EXTRAIT DU TEXTE:
A la fin de l'année 1769, grâce à une intervention de l'évêque d'Arras, et grâce aussi sans doute à ses excellents résultats scolaires, Maximilien obtient une des quatre bourses attribuées par l'Abbaye de Saint-Vaast au Collège Louis-le-Grand à Paris où il est admis en classe de 5ème. Pour le jeune garçon, c’était la seule solution pour qu’il poursuive des études sérieuses car la famille Carraut n’a pas les moyens de les lui payer. Orphelin, boursier, sans pratiquement aucune protection, le jeune collégien comprend qu'il ne peut compter que sur son mérite et son travail. Bien que l'on ait très peu de détails sur sa vie pendant cette période, on sait cependant qu'il est, à Louis-le-Grand, un excellent élève. Ses professeurs le décriront comme un adolescent aimant la solitude, ayant tendance à s'isoler de ses camarades et se liant difficilement.
L’organisation du Collège Louis-le-Grand est très stricte. Elle repose sur le principe que pour élever des jeunes gens et en faire des hommes il faut allier à la culture intellectuelle le progrès moral et religieux. La prière publique, l’assistance à la messe sont au programme de chaque journée. La confession mensuelle est obligatoire. Et Maximilien va se plier à ces règles avec assez de docilité, tout au moins au début.
Il va côtoyer sur les bancs ce cet établissement, un autre jeune homme à qui la Révolution va également faire un nom : Camille Desmoulins*. Ce dernier se plaira à évoquer, beaucoup plus tard, une amitié qui, sans doute, n'a été durant cette période qu'une simple camaraderie entre deux élèves.
Robespierre se distingue en tous cas de ses camarades par son assiduité et le sérieux qu’il met dans son travail. Son nom est cité dans le Concours de l’Université aux années 1772 (classe de 4ème), 1774 (classe de seconde) et 1775 (rhétorique)
Une anecdote suffit à nous apporter la preuve que le jeune Robespierre est l'un des meilleurs élèves du Collège Louis-le-Grand, et peut être même le meilleur. En effet, c'est lui que l'on choisit pour complimenter le nouveau Roi Louis XVI*, au nom du Collège, lors du retour du monarque à Paris, après la cérémonie du Sacre à Reims le 11 Juin 1775. Louis XVI* et la Reine doivent, en effet, faire une halte à Louis-le-Grand.

DONNÉES FOURNIES:
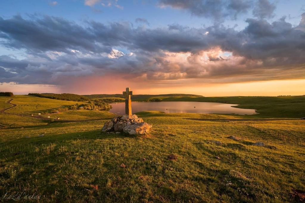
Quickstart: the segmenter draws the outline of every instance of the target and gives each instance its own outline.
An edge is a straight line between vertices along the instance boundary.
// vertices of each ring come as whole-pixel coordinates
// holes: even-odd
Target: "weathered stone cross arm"
[[[132,91],[129,91],[130,90],[130,88],[126,87],[126,91],[124,91],[123,92],[123,94],[124,95],[126,95],[126,99],[127,100],[130,99],[130,95],[132,95]]]
[[[125,99],[125,113],[127,115],[131,115],[131,100],[130,99],[130,95],[132,94],[132,91],[130,91],[130,88],[126,88],[126,91],[123,92],[123,94],[126,95]]]

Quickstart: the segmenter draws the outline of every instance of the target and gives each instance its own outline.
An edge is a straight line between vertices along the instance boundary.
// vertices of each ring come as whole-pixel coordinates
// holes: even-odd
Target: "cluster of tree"
[[[162,99],[161,98],[154,98],[153,99],[151,99],[149,100],[145,100],[145,101],[147,102],[154,102],[162,101]]]
[[[95,100],[100,102],[113,103],[113,102],[122,102],[124,101],[124,100],[121,98],[117,99],[114,98],[103,98],[102,99]]]
[[[73,106],[73,105],[72,105]],[[74,108],[74,107],[73,107]],[[88,103],[81,104],[77,107],[77,109],[87,109],[89,110],[106,110],[112,108],[109,104],[98,101],[91,101]]]
[[[0,96],[13,96],[13,93],[10,92],[0,92]]]
[[[74,94],[55,94],[54,93],[29,93],[29,95],[35,96],[40,97],[58,100],[74,101],[89,101],[90,99],[88,97]]]

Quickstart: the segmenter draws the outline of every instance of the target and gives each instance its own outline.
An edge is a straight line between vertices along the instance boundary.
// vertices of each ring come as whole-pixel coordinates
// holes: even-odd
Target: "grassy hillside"
[[[12,105],[5,103],[5,101],[10,99],[7,96],[0,96],[0,110],[9,107]]]
[[[90,99],[87,97],[74,94],[55,94],[54,93],[29,93],[29,95],[39,97],[52,99],[58,100],[74,101],[85,101]]]
[[[292,190],[305,190],[305,121],[254,128],[192,120],[204,116],[196,114],[140,115],[152,125],[149,136],[102,133],[101,121],[0,130],[0,192],[25,190],[42,202],[297,202]],[[276,149],[251,145],[259,141]]]
[[[103,98],[104,97],[119,97],[120,98],[125,98],[126,96],[123,94],[91,94],[90,95],[84,95],[85,96],[89,97],[90,99],[95,98]],[[131,95],[131,97],[132,99],[144,100],[149,97],[156,96],[194,96],[196,97],[202,97],[201,95],[198,95],[196,94],[135,94]]]
[[[17,106],[7,111],[9,113],[24,114],[35,114],[50,112],[52,109],[66,107],[81,102],[61,101],[27,95],[15,95],[11,97]],[[11,106],[11,105],[10,105]]]
[[[50,117],[59,117],[64,120],[88,120],[105,118],[111,119],[114,114],[108,111],[90,110],[69,110],[50,115]]]
[[[239,104],[234,107],[256,109],[253,117],[301,118],[305,117],[305,96],[228,96],[194,97],[153,97],[163,101],[220,102]]]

TÂCHES À RÉALISER:
1 – Dans le texte sur la scolarité de Robespierre, combien de bourses l'Abbaye de Saint-Vaast attribuait-elle au Collège Louis-le-Grand ?
2 – Poursuivez le texte sur la scolarité de Robespierre à la suite de sa dernière phrase.

RÉPONSES PAR TÂCHE:
1 – Quatre bourses.

2 –
Le jeune Maximilien a appris, par cœur, un compliment en vers qu’il a pour mission de réciter aux souverains. La petite « Cérémonie » ne va cependant pas se dérouler comme l'avait, sans doute, rêvé le collégien. Selon l'abbé Proyart, sous-Principal au Collège : « Le Roi et la Reine prévenus, consentirent à suspendre leur marche devant le Collège Louis-le-Grand.. » (2)
Louis XVI* et Marie Antoinette* écoutent, sans bouger de leur carrosse (il pleut !..), le discours du jeune élève Robespierre agenouillé, tête nue, devant le marchepied de la voiture royale. Quelques minutes seulement. Aucun mot de félicitations ou de remerciements prononcé par le Monarque (3). Le carrosse emporte à nouveau le couple royal sans même que Maximilien ait eu le temps de les regarder, tant son émotion était grande.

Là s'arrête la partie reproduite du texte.